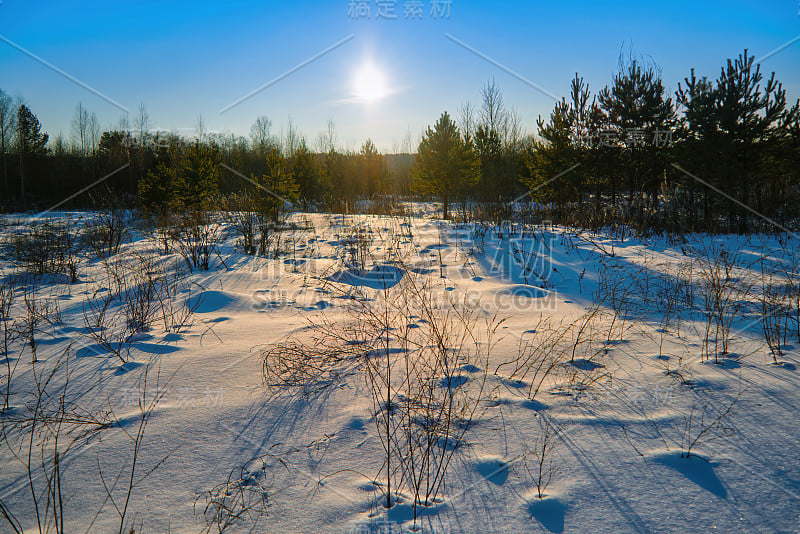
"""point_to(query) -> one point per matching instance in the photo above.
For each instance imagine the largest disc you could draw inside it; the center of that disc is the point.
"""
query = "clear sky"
(391, 78)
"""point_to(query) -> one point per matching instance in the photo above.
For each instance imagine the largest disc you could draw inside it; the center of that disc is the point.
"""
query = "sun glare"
(369, 83)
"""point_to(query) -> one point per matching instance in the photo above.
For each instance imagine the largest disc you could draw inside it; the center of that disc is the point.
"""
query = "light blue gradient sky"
(185, 59)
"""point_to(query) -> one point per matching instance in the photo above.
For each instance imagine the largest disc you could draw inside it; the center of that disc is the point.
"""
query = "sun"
(369, 83)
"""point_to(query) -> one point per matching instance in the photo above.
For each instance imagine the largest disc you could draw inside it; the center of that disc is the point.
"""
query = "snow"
(618, 408)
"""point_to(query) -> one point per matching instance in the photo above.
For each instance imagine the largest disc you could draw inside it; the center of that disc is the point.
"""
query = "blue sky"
(186, 59)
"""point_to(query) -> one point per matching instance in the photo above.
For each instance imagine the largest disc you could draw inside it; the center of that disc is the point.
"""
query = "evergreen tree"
(305, 170)
(373, 171)
(276, 188)
(445, 166)
(31, 142)
(551, 154)
(635, 105)
(198, 177)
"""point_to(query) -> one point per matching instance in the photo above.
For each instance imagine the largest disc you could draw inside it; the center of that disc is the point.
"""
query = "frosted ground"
(593, 362)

_ _ _ _ _ _ _

ACTIVITY: Output the data above exactly, excluding images.

YOUR SOLUTION:
"""point_to(query) -> one point per matching instance in the photo above.
For each instance imagine the largest disc you could draw inside it; the center of that disc is the point.
"""
query = "clear sky"
(391, 78)
"""point_to(query) -> one point per matching instance in the photo above.
For each instance imagine the largest disc you could draw inside it; the center of that disc is the point.
"""
query = "sun glare"
(369, 83)
"""point_to(query) -> one point per matching instance in the photo above.
For each instance imagine the largest disc you could draw inside it; the center of that disc is the point.
"""
query = "light blue gradient sky"
(185, 59)
"""point_to(query) -> one point per matching instance in the photo above.
For each instance imagine the largest disc you could draw inside it; the center of that disc is the point.
"""
query = "sun"
(369, 83)
"""point_to(query) -> one point per matching instance in the photo above.
For each instance imagine the largest disc you could draw inside it; the center of that disc is the point.
"""
query = "snow"
(618, 408)
"""point_to(query) -> one point per matching instance in the photo above.
For each instance imagine the largest disc you could draw inside it; the center of that disc is the point.
"""
query = "blue sky"
(186, 59)
"""point_to(query) -> one point per matching instance in the photo above.
For each instance imagine the largest disc you could draw inside it; the center of that disc is the point.
"""
query = "evergreen tree"
(305, 170)
(373, 171)
(276, 188)
(445, 166)
(31, 142)
(551, 154)
(635, 105)
(198, 177)
"""point_to(query) -> one point per matching instance in the photo above.
For each instance imagine the largest disc you could draw inside it; the center of that disc is the point.
"""
query = "frosted ground"
(593, 362)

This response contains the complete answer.